EXERCISES |
(a) In the article about Amin Karbasi's Bell Labs Prize, what place did he and Mehraveh Salehi win?
(b) Carry on the article about Amin Karbasi's Bell Labs Prize from its last sentence.

SELECTED PASSAGE |
^^^^^^^^
Amin Karbasi wins Bell Labs Prize for Brain Mapping Technology
Prof. Amin Karbasi and Mehraveh Salehi (Ph.D. ’19, Electrical Engineering) won second place at Nokia’s Bell Labs Prize ceremony Tuesday for their work on understanding how information flows in the human brain based on different cognitive tasks. The team says their innovation makes a concrete connection between artificial intelligence and natural intelligence.
The Bell Labs Prize recognizes disruptive innovations that solve the key challenges facing humanity. Eight months ago, numerous academics from across the world applied to work with Nokia researchers to help advance their innovations. Karbasi and Salehi were one of the final six teams.
Karbasi and Salehi utilized a large-scale fMRI dataset consisting of more than 700 subjects and developed an unsupervised representation learning algorithm that provides robust, personalized brain maps unique to individuals and dynamic with tasks. The results, they say, could predict the sex, the fluid intelligence, and cognitive tasks performed by individuals based on their brain fingerprints.
^^^^^^^^
ENTRIES SUPPLIED |
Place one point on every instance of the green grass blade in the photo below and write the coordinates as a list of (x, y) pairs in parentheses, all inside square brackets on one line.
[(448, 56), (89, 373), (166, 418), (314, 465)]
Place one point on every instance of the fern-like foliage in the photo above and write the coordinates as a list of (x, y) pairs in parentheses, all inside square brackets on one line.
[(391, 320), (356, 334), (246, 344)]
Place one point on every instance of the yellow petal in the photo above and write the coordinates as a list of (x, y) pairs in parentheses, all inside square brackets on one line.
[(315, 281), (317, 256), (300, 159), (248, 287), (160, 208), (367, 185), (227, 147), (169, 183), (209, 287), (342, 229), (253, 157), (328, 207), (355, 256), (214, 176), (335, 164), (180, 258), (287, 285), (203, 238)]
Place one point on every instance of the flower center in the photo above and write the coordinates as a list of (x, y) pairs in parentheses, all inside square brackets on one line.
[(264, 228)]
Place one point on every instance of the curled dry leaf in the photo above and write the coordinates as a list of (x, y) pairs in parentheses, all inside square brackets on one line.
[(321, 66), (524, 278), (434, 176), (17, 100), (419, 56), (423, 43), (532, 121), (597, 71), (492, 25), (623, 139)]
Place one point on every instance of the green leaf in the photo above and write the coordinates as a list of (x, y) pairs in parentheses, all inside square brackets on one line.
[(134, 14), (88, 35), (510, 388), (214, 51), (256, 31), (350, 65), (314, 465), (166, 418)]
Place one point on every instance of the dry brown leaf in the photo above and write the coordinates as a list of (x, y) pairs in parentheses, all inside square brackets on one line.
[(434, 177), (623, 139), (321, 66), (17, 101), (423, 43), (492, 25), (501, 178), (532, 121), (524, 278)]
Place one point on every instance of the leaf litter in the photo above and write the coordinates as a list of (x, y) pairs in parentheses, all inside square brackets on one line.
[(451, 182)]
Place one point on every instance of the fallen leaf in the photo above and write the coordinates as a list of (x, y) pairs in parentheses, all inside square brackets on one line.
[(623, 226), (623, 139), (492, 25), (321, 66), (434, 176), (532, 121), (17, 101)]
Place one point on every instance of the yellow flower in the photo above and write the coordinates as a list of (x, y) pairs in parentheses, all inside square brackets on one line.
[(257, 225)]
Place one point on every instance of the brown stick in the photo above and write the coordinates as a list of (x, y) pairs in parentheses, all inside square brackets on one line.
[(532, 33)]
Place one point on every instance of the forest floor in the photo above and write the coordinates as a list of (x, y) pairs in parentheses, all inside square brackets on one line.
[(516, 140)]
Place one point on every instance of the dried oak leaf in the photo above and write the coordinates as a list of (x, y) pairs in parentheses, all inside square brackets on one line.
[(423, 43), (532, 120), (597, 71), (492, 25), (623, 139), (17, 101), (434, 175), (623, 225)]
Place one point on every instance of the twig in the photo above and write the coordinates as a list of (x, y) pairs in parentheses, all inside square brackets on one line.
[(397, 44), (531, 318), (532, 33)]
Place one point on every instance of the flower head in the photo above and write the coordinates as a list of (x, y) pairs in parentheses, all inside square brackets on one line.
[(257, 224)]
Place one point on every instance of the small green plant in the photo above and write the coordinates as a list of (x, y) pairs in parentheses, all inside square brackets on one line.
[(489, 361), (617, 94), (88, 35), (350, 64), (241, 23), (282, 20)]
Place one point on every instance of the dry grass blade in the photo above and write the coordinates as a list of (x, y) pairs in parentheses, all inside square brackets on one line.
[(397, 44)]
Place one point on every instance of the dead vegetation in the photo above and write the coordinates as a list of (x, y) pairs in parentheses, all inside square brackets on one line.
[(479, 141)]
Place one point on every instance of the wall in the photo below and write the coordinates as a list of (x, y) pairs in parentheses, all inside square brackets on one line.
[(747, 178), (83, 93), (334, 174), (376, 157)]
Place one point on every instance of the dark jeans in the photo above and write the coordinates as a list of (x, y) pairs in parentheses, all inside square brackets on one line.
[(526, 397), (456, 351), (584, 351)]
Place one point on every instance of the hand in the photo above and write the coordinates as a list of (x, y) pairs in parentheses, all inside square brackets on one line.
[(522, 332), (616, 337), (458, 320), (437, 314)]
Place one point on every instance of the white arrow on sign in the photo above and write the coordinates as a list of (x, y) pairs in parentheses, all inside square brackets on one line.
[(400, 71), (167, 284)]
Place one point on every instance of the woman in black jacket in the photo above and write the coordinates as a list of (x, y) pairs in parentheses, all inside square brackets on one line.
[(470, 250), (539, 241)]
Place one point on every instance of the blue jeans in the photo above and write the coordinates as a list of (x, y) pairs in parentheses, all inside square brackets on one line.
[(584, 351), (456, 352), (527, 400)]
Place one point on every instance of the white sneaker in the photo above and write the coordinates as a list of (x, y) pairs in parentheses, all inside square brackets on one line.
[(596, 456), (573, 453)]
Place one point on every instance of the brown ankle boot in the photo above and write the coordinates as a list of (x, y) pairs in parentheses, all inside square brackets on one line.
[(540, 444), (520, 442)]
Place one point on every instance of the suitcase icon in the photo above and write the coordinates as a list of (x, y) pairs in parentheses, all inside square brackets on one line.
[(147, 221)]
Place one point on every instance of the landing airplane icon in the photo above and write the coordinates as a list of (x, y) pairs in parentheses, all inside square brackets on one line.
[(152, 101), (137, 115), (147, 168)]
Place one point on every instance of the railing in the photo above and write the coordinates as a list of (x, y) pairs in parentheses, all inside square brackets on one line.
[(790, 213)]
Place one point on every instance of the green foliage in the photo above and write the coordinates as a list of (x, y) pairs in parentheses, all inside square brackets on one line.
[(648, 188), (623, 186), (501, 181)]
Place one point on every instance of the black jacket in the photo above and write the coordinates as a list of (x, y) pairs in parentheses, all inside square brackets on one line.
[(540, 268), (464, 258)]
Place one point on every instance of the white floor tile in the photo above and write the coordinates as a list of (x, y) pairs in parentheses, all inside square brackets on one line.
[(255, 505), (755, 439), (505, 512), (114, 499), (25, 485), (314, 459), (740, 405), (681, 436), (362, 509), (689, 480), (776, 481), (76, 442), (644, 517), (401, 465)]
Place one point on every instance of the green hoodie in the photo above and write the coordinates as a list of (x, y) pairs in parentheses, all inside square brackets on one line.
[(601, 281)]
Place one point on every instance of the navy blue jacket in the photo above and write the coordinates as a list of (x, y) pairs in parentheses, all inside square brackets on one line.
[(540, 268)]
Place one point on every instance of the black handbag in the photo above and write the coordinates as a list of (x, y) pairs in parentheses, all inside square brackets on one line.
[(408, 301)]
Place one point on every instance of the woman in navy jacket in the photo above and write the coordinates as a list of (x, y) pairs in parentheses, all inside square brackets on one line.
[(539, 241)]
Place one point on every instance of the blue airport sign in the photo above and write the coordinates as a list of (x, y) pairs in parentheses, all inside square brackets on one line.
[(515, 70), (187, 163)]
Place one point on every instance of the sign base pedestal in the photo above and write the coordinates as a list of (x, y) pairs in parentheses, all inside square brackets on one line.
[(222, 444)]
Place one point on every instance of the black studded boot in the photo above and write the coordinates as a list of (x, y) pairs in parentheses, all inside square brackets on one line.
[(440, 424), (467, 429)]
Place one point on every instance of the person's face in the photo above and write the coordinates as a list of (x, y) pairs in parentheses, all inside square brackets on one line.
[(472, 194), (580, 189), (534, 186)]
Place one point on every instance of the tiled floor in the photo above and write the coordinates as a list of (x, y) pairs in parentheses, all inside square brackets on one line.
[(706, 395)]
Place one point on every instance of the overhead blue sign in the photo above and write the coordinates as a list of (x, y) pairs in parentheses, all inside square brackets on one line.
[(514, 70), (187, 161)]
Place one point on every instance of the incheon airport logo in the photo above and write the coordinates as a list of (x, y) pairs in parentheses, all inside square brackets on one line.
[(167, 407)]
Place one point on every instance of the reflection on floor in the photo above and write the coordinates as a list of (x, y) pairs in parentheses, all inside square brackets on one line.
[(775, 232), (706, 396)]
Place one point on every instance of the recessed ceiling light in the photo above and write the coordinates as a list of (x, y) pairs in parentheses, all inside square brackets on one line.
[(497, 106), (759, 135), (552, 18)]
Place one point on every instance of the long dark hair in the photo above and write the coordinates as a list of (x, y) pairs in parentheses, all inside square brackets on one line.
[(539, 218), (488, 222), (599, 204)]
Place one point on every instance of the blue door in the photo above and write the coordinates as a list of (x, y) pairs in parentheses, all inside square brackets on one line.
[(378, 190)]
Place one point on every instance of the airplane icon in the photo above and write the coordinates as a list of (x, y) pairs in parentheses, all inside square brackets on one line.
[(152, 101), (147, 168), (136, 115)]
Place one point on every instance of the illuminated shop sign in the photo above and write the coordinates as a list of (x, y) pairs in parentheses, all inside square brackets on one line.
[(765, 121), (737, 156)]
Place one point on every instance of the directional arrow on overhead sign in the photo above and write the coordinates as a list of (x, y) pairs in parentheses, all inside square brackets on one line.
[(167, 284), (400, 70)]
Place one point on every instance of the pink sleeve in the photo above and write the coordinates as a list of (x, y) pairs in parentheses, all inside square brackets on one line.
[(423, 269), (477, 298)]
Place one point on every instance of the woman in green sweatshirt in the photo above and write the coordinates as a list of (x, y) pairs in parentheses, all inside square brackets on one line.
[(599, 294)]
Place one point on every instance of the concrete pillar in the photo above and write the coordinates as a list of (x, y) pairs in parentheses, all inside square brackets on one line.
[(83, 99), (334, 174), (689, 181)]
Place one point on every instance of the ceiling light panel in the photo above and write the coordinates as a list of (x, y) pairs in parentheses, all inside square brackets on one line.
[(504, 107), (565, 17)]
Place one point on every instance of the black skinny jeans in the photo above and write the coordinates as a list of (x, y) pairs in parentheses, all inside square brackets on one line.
^^^^^^^^
RESPONSES |
(a) Second place.

(b)
Their personalized brain mapping technology could also help doctors better understand the individual differences in brain function and disease, bringing us one step closer to personalized medicine, with personalized diagnostic and treatments that are specifically designed for every single individual.
Nokia officials were impressed with the research noting that what the team has proven is an efficient method to organize data so you’re only looking at the most important parts of it. When you have the ability to limit your search you can then apply that technology to a vast treasure chest of additional applications, such as networks and communications.
Karbasi is an associate professor of electrical engineering with appointments in computer science and statistics and data science and formerly served as Salehi’s academic co-advisor with Todd Constable at Yale’s School of Medicine.